ARTÍCULO:
Es así como lejos de encerrarse en la burbuja de la tragedia de aquel primero de octubre de 2013, decide que el vivir para contar sea su «nacer» a una nueva vida, el abrir la puerta a una nueva dimensión en la que lo irremediable de la muerte -y más aun, lo irremediable de las porciones de vida que quedan deambulando después del desgarro que la muerte provoca) encuentra un resquicio a través del cual se filtra el hilo de luz de los ojos del milagro de Agustín. Y la fe. Esa FE inquebrantable y con mayúsculas, cualquiera sea el nombre que queramos ponerle. 

En palabras del propio Campillay, «la desesperación y la impotencia que manifestamos frente a la muerte de alguien a quien amamos con todo nuestro ser, son fuerzas imposibles de vencer si no se las enfrenta con la certeza esperanzadora de que, aunque estemos cubiertos de cicatrices, una nueva oportunidad nos espera. Esa nueva oportunidad vive en nuestro interior. Y los únicos que podemos activarla somos nosotros mismos, con verdadera convicción».

REGISTROS:
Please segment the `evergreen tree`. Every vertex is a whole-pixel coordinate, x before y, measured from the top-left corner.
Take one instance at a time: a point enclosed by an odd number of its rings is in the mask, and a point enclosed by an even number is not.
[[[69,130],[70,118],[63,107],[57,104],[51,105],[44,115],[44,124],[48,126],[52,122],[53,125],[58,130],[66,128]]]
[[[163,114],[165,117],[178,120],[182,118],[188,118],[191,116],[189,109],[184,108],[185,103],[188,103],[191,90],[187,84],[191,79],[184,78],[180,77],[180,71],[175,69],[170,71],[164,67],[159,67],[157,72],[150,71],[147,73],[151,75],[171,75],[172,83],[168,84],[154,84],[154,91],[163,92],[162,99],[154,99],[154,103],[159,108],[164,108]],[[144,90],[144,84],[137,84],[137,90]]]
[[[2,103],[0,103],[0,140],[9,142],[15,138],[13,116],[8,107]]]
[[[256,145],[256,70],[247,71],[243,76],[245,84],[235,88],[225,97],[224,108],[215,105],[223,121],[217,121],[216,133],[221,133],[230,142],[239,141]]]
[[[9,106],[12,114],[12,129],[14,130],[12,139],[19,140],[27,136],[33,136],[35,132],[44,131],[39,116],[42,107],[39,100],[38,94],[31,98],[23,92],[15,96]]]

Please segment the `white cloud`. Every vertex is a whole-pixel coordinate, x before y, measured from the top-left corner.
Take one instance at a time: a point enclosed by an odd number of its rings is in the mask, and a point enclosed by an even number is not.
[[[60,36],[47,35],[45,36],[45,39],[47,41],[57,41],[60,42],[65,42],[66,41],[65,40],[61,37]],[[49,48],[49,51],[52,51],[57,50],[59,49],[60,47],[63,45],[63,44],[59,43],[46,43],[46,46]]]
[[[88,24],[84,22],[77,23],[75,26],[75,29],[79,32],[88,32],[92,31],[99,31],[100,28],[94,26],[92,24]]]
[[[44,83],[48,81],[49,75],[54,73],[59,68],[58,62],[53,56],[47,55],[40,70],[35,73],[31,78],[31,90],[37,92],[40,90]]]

QUÉ HACER:
Transcribe del artículo, sin alterar nada, todo lo que va desde "Es así como" hasta "que queramos ponerle.". Los ítems provienen de otra fuente.

RESPUESTA COMPLETA:
Es así como lejos de encerrarse en la burbuja de la tragedia de aquel primero de octubre de 2013, decide que el vivir para contar sea su «nacer» a una nueva vida, el abrir la puerta a una nueva dimensión en la que lo irremediable de la muerte -y más aun, lo irremediable de las porciones de vida que quedan deambulando después del desgarro que la muerte provoca) encuentra un resquicio a través del cual se filtra el hilo de luz de los ojos del milagro de Agustín. Y la fe. Esa FE inquebrantable y con mayúsculas, cualquiera sea el nombre que queramos ponerle.